▶ Exercise input
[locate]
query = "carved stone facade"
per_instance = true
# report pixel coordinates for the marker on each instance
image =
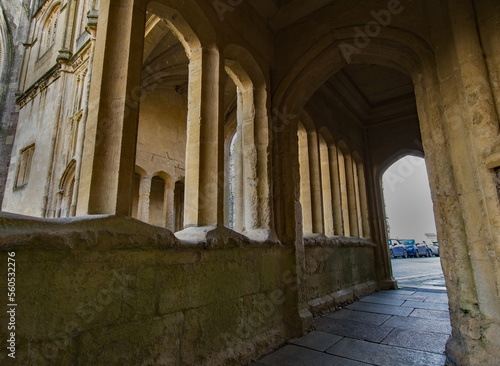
(257, 132)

▶ Task objective
Repeat every line of the material above, request lines included, and add 110 to each coordinate in the answers. Omit the pictures.

▶ Exercise output
[locate]
query = "carved stone facade"
per_instance = true
# report pixel coordinates for the marker on each instance
image =
(367, 242)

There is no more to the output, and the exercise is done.